- DATA FOR THIS TASK -
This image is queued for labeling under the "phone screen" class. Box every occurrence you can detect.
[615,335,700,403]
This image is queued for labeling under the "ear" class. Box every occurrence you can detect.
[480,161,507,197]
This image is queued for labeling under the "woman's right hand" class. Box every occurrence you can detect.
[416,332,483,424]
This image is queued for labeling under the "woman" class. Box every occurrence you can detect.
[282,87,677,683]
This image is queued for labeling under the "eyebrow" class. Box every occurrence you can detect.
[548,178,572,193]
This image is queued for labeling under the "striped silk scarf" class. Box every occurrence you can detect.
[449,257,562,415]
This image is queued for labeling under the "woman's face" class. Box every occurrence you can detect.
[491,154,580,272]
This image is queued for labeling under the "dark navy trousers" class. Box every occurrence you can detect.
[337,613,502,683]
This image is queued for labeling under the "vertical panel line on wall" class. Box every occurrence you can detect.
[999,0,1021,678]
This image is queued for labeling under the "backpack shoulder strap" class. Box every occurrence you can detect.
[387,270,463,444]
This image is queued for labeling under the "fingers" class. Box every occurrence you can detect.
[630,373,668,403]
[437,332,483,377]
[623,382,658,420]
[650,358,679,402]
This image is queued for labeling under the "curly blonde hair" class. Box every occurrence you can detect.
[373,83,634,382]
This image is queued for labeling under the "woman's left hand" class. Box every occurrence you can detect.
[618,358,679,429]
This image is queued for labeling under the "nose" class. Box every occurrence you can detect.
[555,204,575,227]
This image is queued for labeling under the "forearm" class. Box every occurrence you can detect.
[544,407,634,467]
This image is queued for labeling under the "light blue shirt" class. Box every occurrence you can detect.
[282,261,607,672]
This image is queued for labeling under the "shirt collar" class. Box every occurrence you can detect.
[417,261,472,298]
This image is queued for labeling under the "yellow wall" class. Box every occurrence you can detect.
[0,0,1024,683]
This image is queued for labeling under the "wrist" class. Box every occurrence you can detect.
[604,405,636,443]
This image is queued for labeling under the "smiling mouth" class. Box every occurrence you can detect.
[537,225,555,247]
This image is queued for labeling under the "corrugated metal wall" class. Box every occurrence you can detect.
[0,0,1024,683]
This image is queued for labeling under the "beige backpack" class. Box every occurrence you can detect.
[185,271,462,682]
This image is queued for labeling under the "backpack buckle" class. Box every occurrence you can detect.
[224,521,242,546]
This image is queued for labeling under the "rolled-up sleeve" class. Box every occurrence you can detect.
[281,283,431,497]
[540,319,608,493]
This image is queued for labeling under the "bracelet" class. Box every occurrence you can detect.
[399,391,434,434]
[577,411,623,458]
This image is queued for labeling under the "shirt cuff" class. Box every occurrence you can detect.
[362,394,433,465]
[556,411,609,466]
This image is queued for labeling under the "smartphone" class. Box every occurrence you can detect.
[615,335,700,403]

- TASK GOAL -
Give every line of the records above as a Markdown table with two columns, Row and Line. Number the rows in order and leave out any blank lines.

- FINAL RESULT -
| Row | Line |
|---|---|
| 1 | This image is queued for labeling under the "phone screen" class. Box every occurrence you can detect. |
| 2 | [615,335,700,403] |
| 3 | This image is queued for labeling under the "ear" class. Box every occurrence you can detect. |
| 4 | [480,161,507,197] |
| 5 | This image is queued for labeling under the "woman's right hand" class. Box every occurrence you can detect. |
| 6 | [416,332,483,424] |
| 7 | This image is queued for labeling under the "woman" class. Box every occurrence you can detect. |
| 8 | [282,87,677,683] |
| 9 | This image is queued for labeling under the "eyebrow" class. Box every occurrence you can detect. |
| 10 | [548,178,572,193] |
| 11 | This image is queued for labeling under the "striped silk scarf" class. Box every occurrence you can detect. |
| 12 | [449,257,562,415] |
| 13 | This image is queued for labeling under the "woman's face" class. Box every occurrence you can detect. |
| 14 | [491,154,580,272] |
| 15 | This image is queued for labeling under the "dark navy trousers" class. Box every occurrence you can detect. |
| 16 | [337,613,502,683] |
| 17 | This image is queued for labeling under the "vertical panel line on wall" class. Box every occurrence you can detect. |
| 18 | [999,0,1021,678] |
| 19 | This image is queued for labeling under the "backpack shoulder strap" class. Box every occurrence you can detect. |
| 20 | [387,270,463,444] |
| 21 | This image is queued for labeling under the "fingers" class. Box every occurrence you can detect. |
| 22 | [630,373,668,403] |
| 23 | [437,332,483,377] |
| 24 | [623,382,658,420] |
| 25 | [650,358,679,402] |
| 26 | This image is queued for labeling under the "curly blonde hair" class. Box every occurrence you can detect. |
| 27 | [373,83,634,382] |
| 28 | This image is queued for labeling under the "woman's left hand" class. Box every occurrence you can detect. |
| 29 | [618,358,679,429] |
| 30 | This image is queued for labeling under the "nose" class. Box every occurrence you can detect. |
| 31 | [555,204,575,227] |
| 32 | This image is queued for labeling under the "forearm" class. Box every occurrence you can detect. |
| 33 | [544,407,634,467] |
| 34 | This image is queued for labeling under the "light blue shirt" class. Box every occurrence you can detect. |
| 35 | [282,261,607,672] |
| 36 | This image is queued for labeling under the "shirt collar" class. Box every occurrence you can detect. |
| 37 | [417,261,472,298] |
| 38 | This image is queued for labeling under the "yellow wall" class. Box every occurrence you can detect. |
| 39 | [0,0,1024,683] |
| 40 | This image is queued for labeling under the "wrist" class. Box every occurrence you can detect. |
| 41 | [604,405,636,443] |
| 42 | This image is queued for labeling under the "smiling mouth" class. Box every occurrence you can detect. |
| 43 | [537,225,555,247] |
| 44 | This image is queued for labeling under the "corrugated metal wall" class. Box every occurrence you can detect. |
| 45 | [0,0,1024,683] |
| 46 | This image is queued for labeling under the "beige backpack" class. Box every occurrence you can detect. |
| 47 | [185,271,462,682] |
| 48 | This image is queued for labeling under the "backpack buckle" class. Box every occurrence you can detect. |
| 49 | [224,521,242,546] |
| 50 | This image is queued for labeling under the "rolled-up sleeve" class. Box every occurrence you can detect. |
| 51 | [281,283,431,497] |
| 52 | [540,319,608,493] |
| 53 | This image is queued for labeling under the "bracelet" class. Box every occurrence you can detect. |
| 54 | [399,391,434,434] |
| 55 | [577,411,623,458] |
| 56 | This image is queued for labeling under the "shirt cuff" class. Box every occurrence you can detect. |
| 57 | [362,394,433,465] |
| 58 | [556,411,609,466] |
| 59 | This image is queued for labeling under the "smartphone" class. Box every occurrence you can detect. |
| 60 | [615,335,700,403] |